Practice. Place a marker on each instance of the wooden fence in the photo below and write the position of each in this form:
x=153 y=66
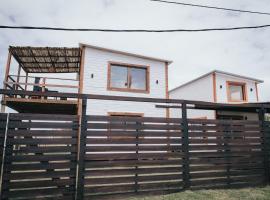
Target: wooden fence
x=127 y=155
x=94 y=157
x=40 y=156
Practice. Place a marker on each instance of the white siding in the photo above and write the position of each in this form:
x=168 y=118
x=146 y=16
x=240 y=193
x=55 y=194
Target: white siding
x=221 y=80
x=96 y=63
x=202 y=90
x=199 y=90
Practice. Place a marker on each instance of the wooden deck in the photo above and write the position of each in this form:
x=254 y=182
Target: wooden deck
x=44 y=106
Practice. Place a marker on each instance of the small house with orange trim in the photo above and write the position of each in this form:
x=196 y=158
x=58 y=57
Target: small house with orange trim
x=85 y=69
x=219 y=87
x=120 y=73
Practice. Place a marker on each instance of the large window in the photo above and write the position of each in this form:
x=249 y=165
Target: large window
x=236 y=91
x=126 y=77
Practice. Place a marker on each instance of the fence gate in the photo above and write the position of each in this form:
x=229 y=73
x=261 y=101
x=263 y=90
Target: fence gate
x=127 y=155
x=132 y=155
x=40 y=156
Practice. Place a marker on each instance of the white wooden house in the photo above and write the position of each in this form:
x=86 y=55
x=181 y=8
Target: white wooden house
x=220 y=87
x=112 y=72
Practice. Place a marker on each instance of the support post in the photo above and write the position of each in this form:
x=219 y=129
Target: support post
x=26 y=81
x=81 y=152
x=185 y=147
x=3 y=103
x=265 y=145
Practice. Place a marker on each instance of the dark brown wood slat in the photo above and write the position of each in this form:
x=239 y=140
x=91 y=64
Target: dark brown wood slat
x=133 y=119
x=225 y=160
x=220 y=128
x=43 y=183
x=38 y=193
x=3 y=116
x=39 y=175
x=209 y=167
x=132 y=141
x=128 y=163
x=132 y=126
x=160 y=177
x=225 y=180
x=226 y=154
x=132 y=148
x=225 y=140
x=29 y=133
x=128 y=156
x=132 y=171
x=110 y=189
x=222 y=134
x=145 y=133
x=31 y=116
x=29 y=158
x=64 y=125
x=150 y=186
x=217 y=147
x=22 y=141
x=225 y=174
x=225 y=122
x=54 y=149
x=109 y=180
x=41 y=166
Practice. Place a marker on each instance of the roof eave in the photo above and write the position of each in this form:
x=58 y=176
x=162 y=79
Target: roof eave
x=125 y=53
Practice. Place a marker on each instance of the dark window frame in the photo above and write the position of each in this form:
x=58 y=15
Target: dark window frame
x=129 y=66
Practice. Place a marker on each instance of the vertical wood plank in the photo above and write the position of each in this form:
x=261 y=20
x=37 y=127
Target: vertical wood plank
x=81 y=152
x=185 y=148
x=265 y=145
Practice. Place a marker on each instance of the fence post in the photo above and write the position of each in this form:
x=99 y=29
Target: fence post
x=265 y=144
x=81 y=153
x=185 y=147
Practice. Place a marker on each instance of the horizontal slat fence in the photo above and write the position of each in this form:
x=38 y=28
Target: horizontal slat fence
x=226 y=153
x=128 y=155
x=132 y=155
x=41 y=157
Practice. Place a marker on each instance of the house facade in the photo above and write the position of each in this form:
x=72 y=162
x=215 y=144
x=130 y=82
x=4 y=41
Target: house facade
x=219 y=87
x=117 y=73
x=85 y=69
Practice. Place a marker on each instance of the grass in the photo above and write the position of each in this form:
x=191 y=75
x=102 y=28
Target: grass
x=262 y=193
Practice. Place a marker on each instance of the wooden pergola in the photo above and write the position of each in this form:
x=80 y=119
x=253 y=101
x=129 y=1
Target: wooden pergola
x=47 y=59
x=39 y=60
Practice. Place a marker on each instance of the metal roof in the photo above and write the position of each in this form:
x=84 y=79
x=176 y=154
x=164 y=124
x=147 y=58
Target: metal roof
x=218 y=72
x=47 y=59
x=125 y=53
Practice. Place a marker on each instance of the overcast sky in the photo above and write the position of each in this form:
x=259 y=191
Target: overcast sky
x=245 y=52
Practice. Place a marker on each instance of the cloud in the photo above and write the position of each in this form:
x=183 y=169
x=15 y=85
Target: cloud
x=245 y=52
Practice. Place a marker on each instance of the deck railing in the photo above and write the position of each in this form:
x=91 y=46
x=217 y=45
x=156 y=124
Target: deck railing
x=40 y=84
x=94 y=157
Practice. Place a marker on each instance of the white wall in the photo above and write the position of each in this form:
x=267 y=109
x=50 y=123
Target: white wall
x=96 y=63
x=199 y=90
x=202 y=90
x=221 y=80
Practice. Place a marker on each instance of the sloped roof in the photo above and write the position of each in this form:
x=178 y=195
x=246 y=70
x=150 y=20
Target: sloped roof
x=126 y=53
x=218 y=72
x=47 y=59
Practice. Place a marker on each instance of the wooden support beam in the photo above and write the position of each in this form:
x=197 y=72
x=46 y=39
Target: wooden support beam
x=3 y=106
x=81 y=79
x=26 y=81
x=185 y=147
x=81 y=152
x=261 y=114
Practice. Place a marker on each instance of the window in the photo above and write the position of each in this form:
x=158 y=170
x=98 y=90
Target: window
x=126 y=77
x=236 y=91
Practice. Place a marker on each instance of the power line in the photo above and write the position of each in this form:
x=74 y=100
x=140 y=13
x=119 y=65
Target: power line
x=133 y=30
x=212 y=7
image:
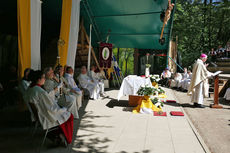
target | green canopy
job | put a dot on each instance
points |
(129, 23)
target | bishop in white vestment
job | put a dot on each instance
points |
(88, 83)
(197, 86)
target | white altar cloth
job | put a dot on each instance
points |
(131, 85)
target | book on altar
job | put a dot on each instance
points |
(217, 73)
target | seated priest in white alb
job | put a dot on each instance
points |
(176, 80)
(97, 78)
(49, 112)
(227, 95)
(54, 89)
(88, 83)
(69, 85)
(197, 85)
(24, 83)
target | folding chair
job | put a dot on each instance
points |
(35, 113)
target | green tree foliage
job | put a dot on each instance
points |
(126, 60)
(200, 25)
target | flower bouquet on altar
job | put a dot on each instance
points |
(147, 106)
(155, 79)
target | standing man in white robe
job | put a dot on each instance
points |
(54, 89)
(186, 82)
(69, 84)
(96, 77)
(197, 86)
(88, 83)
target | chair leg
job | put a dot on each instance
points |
(35, 129)
(43, 141)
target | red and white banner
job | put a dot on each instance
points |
(105, 55)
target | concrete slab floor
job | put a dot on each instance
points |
(108, 126)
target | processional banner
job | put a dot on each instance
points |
(105, 55)
(69, 32)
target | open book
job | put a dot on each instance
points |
(217, 73)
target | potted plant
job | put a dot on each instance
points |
(146, 92)
(147, 105)
(155, 79)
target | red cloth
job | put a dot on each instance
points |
(176, 113)
(67, 129)
(157, 114)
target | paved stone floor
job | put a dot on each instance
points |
(212, 124)
(108, 126)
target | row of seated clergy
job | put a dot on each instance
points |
(50, 114)
(88, 83)
(59, 93)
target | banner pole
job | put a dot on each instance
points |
(89, 54)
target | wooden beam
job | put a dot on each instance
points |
+--
Reproduce all of the lines above verbatim, from the first through the last, and omit the pictures from your copy.

Practice. Place a marker on each instance of the wooden fence in the photo below and write the position of each in this form:
x=153 y=66
Target: wooden fence
x=127 y=155
x=94 y=157
x=40 y=156
Practice. Place a marker on each instance of the white siding in the photo above and write the position of each in this form:
x=168 y=118
x=146 y=16
x=240 y=193
x=55 y=194
Target: white siding
x=221 y=80
x=96 y=63
x=202 y=90
x=199 y=90
Practice. Place a marker on each instance of the wooden deck in the photo above and write the position of each in this form:
x=254 y=182
Target: wooden deck
x=44 y=106
Practice. Place a marker on each instance of the small house with orange trim in the photo above and write the position of each in this form:
x=196 y=158
x=58 y=57
Target: small house with orange trim
x=85 y=69
x=219 y=87
x=120 y=73
Practice. Place a marker on each instance of the large window in the photo above and write the position of each in this form:
x=249 y=165
Target: large window
x=236 y=91
x=126 y=77
Practice. Place a marker on each instance of the fence gate in the photo above and write the position of each in this form:
x=229 y=73
x=261 y=101
x=263 y=90
Target: fence gate
x=127 y=155
x=132 y=155
x=40 y=156
Practice. Place a marker on each instance of the white wooden house in the photo above and write the position of each in this form:
x=86 y=55
x=181 y=8
Target: white wooden house
x=220 y=87
x=112 y=72
Practice. Place a marker on each instance of the support post in the photo above and write the position of each in this form:
x=219 y=129
Target: support post
x=26 y=81
x=81 y=152
x=185 y=147
x=3 y=103
x=265 y=145
Practice. Place a marker on each instance of the dark brown wood slat in the photo above and write the position of each in this form:
x=239 y=140
x=91 y=64
Target: dark brown wood slat
x=133 y=119
x=225 y=160
x=220 y=128
x=43 y=183
x=38 y=193
x=3 y=116
x=39 y=175
x=209 y=167
x=132 y=141
x=128 y=163
x=132 y=126
x=160 y=177
x=225 y=180
x=226 y=154
x=132 y=148
x=225 y=140
x=29 y=133
x=128 y=156
x=132 y=171
x=110 y=189
x=222 y=134
x=145 y=133
x=31 y=116
x=29 y=158
x=64 y=125
x=150 y=186
x=217 y=147
x=22 y=141
x=225 y=174
x=225 y=122
x=54 y=149
x=109 y=180
x=41 y=166
Practice. Place a marker on each instance of the roof eave in the photo above and write the position of each in this form:
x=58 y=176
x=162 y=79
Target: roof eave
x=125 y=53
Practice. Place a marker on each instance of the dark window frame in the photo above and write the position of each in this form:
x=58 y=15
Target: dark window frame
x=129 y=66
Practice. Place a marker on each instance of the vertical wood plank in the photo above and write the position of each in this form:
x=261 y=20
x=37 y=127
Target: vertical wood plank
x=81 y=152
x=185 y=148
x=265 y=145
Practice. Place a marker on each instance of the fence post in the photo above and write the position of each in this form:
x=99 y=29
Target: fence post
x=265 y=144
x=81 y=153
x=185 y=147
Practice. Place a marker on each instance of the horizontal slat fence in the photo above and write the position of each in this form:
x=38 y=28
Target: horizontal slat fence
x=226 y=153
x=128 y=155
x=132 y=155
x=41 y=157
Practice. Place a marker on each instance of the house facade in the photo above and write the position of each in this form:
x=72 y=162
x=215 y=144
x=130 y=82
x=4 y=41
Target: house facade
x=219 y=87
x=117 y=73
x=85 y=69
Practice. Place a marker on each instance of the grass in the photo above and write the position of each in this form:
x=191 y=75
x=102 y=28
Target: grass
x=262 y=193
Practice. Place a marker on each instance of the wooden pergola in the photo above and write the position of each in this form:
x=80 y=119
x=253 y=101
x=129 y=1
Target: wooden pergola
x=47 y=59
x=39 y=60
Practice. Place a marker on each instance of the metal roof in the photo above and write the position of each in this form:
x=84 y=79
x=176 y=154
x=164 y=124
x=147 y=58
Target: metal roof
x=218 y=72
x=47 y=59
x=125 y=53
Practice. Place a marker on each instance of the overcast sky in the photo above and write the position of each in this form:
x=259 y=191
Target: overcast sky
x=245 y=52
Practice. Place a marker on each instance of the cloud in the photo above and write the position of each in this form:
x=183 y=169
x=15 y=85
Target: cloud
x=245 y=52
Practice. Place a marker on each instance of the deck railing in the photo above and write the position of each in this form:
x=91 y=46
x=217 y=45
x=156 y=124
Target: deck railing
x=40 y=84
x=94 y=157
Practice. Place a marker on each instance of the white wall in the photo above and write the position of each in this form:
x=267 y=109
x=50 y=123
Target: white wall
x=96 y=63
x=199 y=90
x=202 y=90
x=221 y=80
Practice. Place a marker on each instance of the sloped roof in the photo above and write the position of each in this form:
x=178 y=195
x=246 y=70
x=150 y=20
Target: sloped roof
x=126 y=53
x=218 y=72
x=47 y=59
Practice. Place a marker on each instance of the wooden support beam in the photo above and write the position of each in this form:
x=197 y=72
x=46 y=39
Target: wooden support beam
x=3 y=106
x=81 y=79
x=26 y=81
x=185 y=147
x=81 y=152
x=261 y=114
Practice. Place a marker on each instance of the window in the photo above and write the position of each in this form:
x=158 y=170
x=98 y=90
Target: window
x=126 y=77
x=236 y=91
Practice. Place a marker on each instance of the power line in the photo above and write the position of each in this form:
x=74 y=100
x=140 y=13
x=119 y=65
Target: power line
x=133 y=30
x=212 y=7
image:
target | green canopy
job | put a dot on each instance
points |
(129, 23)
target | bishop in white vestment
job | put a dot on each instance
points |
(88, 83)
(197, 86)
target | white altar cloth
job | put a dot on each instance
points |
(131, 85)
target | book on altar
job | put a dot on each instance
points |
(217, 73)
target | seated priest in white alb
job | put a dot on each instance
points |
(176, 80)
(97, 78)
(49, 112)
(227, 95)
(54, 89)
(88, 83)
(69, 85)
(197, 85)
(24, 83)
target | folding chair
job | put a dot on each instance
points |
(35, 113)
target | green tree foliage
job | put a dot on each instance
points |
(126, 60)
(200, 25)
target | flower bouquet on altar
job | put a dot on each instance
points |
(147, 106)
(155, 79)
target | standing man in white robe
job | put a dot on each instance
points |
(54, 89)
(186, 82)
(69, 84)
(96, 77)
(197, 86)
(88, 83)
target | chair leg
job | put a dot on each instance
points |
(35, 129)
(43, 141)
target | red and white banner
job | put a dot on each instance
points |
(105, 55)
target | concrete slab floor
job | put a dot on each instance
points |
(108, 126)
target | processional banner
job | put a dot on each instance
points |
(105, 55)
(69, 32)
target | open book
job | put a dot on each instance
points |
(217, 73)
target | potted plant
job | put a dot on each instance
points |
(146, 92)
(147, 105)
(155, 79)
target | red cloth
job | put a dot on each instance
points |
(176, 113)
(67, 129)
(157, 114)
target | paved stone floor
job | put a dot on each instance
points |
(212, 124)
(108, 126)
target | row of seated clergy
job | put a dot on each instance
points |
(50, 114)
(88, 83)
(59, 93)
target | banner pole
job | put a dot on each instance
points |
(89, 54)
target | wooden beam
job | put a dot on each instance
points |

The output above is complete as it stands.